> Provided text:

Then comes the worst part: internal agent marketing. Users are asked to remember which agent to use for which task. Teams promote their agents as if they were products. We are not inundated with reminders and internal spam attempting to drive users to stand-alone agents. People rush to create agents for recognition or to follow the latest trend, often by blindly following creation wizards with no real understanding. Most of the time, the base LLM would do the job just as well.

Why Marketplaces Are the Wrong Model

Agent marketplaces are a dead end.

Users do not want to remember, bookmark, or search for specialized agents. They do not want internal spam advertising the “right” agent for each task. This is reminiscent of hosting websites before the dominance of search engines.

Agents should not be stand-alone destinations. You should not have to remember to open an agent. They should be capabilities.

A better model is for agents to behave like plugins or extensions that are enabled behind the scenes, similar to browser extensions (MCP tools if you know that term). Once enabled, they become part of the primary AI experience and are invoked dynamically when appropriate.

> Using the information:
1: Answer these questions about the text on agent marketplaces:
(a) What are users asked to remember?
(b) What does the text say the situation is reminiscent of?
(c) What does the text say agents should behave like instead of being stand-alone destinations?
2: Repeat the part of the text on agent marketplaces between "Agent marketplaces are" and "dynamically when appropriate.", inclusive, word for word.

> Extracted material:

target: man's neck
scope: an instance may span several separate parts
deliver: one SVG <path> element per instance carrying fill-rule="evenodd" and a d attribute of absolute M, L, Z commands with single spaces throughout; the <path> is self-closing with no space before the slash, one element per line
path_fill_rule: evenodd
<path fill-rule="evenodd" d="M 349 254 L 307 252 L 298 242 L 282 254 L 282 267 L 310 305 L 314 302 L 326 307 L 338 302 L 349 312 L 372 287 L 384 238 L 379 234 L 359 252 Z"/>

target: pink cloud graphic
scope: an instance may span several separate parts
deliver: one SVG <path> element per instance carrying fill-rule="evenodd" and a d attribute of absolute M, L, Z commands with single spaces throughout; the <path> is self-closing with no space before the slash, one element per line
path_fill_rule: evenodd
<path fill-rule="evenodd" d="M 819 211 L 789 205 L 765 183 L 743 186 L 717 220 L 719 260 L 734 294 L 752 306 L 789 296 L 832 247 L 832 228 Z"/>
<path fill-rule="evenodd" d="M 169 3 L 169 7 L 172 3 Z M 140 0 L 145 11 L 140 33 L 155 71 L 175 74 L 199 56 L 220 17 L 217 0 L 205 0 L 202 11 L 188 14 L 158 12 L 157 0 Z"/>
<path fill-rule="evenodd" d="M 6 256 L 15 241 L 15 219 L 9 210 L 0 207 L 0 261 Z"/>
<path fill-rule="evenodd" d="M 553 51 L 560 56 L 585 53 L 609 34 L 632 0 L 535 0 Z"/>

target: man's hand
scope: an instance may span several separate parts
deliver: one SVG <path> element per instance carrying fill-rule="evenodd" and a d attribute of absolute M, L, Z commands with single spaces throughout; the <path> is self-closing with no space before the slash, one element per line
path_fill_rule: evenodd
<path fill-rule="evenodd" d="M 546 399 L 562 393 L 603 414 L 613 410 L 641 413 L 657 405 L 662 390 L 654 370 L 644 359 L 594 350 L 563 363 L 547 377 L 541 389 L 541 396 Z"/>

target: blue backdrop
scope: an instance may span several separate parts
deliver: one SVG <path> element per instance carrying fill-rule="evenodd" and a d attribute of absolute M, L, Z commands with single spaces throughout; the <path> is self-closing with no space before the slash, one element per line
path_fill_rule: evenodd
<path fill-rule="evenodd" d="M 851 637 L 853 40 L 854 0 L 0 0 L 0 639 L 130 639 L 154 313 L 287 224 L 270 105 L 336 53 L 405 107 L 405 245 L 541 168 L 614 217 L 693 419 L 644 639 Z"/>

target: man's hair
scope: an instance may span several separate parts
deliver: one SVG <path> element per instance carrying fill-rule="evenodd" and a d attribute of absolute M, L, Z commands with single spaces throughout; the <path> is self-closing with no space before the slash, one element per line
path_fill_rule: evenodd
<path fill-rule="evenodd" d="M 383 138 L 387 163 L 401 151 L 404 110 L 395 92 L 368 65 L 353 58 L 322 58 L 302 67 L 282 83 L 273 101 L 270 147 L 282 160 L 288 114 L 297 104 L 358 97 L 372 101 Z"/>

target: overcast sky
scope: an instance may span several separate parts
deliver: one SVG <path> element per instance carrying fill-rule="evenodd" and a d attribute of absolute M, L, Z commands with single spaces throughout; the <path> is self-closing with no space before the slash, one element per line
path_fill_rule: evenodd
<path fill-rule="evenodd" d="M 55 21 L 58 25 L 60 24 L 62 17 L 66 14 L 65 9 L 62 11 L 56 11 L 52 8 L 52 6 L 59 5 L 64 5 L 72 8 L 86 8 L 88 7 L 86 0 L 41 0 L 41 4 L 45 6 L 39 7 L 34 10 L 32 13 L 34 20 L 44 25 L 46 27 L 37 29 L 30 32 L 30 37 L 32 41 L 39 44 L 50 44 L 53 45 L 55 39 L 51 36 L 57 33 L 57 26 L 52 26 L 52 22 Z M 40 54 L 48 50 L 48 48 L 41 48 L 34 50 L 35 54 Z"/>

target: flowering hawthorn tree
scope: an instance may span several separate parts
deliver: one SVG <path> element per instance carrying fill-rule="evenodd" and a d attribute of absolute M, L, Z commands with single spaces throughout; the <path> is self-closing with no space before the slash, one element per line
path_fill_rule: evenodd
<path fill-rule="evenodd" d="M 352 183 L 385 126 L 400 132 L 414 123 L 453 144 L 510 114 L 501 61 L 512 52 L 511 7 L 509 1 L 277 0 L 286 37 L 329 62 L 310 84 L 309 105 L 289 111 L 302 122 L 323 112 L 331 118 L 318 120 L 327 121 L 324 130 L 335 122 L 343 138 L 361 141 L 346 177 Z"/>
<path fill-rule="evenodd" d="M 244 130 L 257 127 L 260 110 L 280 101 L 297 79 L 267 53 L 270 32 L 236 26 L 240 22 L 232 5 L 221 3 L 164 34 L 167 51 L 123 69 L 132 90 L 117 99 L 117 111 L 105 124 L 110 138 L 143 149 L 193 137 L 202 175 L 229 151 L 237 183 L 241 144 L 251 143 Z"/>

> Written responses:
1:
(a) Which agent to use for which task.
(b) Hosting websites before the dominance of search engines.
(c) Plugins or extensions that are enabled behind the scenes, similar to browser extensions.

2:
Agent marketplaces are a dead end.

Users do not want to remember, bookmark, or search for specialized agents. They do not want internal spam advertising the “right” agent for each task. This is reminiscent of hosting websites before the dominance of search engines.

Agents should not be stand-alone destinations. You should not have to remember to open an agent. They should be capabilities.

A better model is for agents to behave like plugins or extensions that are enabled behind the scenes, similar to browser extensions (MCP tools if you know that term). Once enabled, they become part of the primary AI experience and are invoked dynamically when appropriate.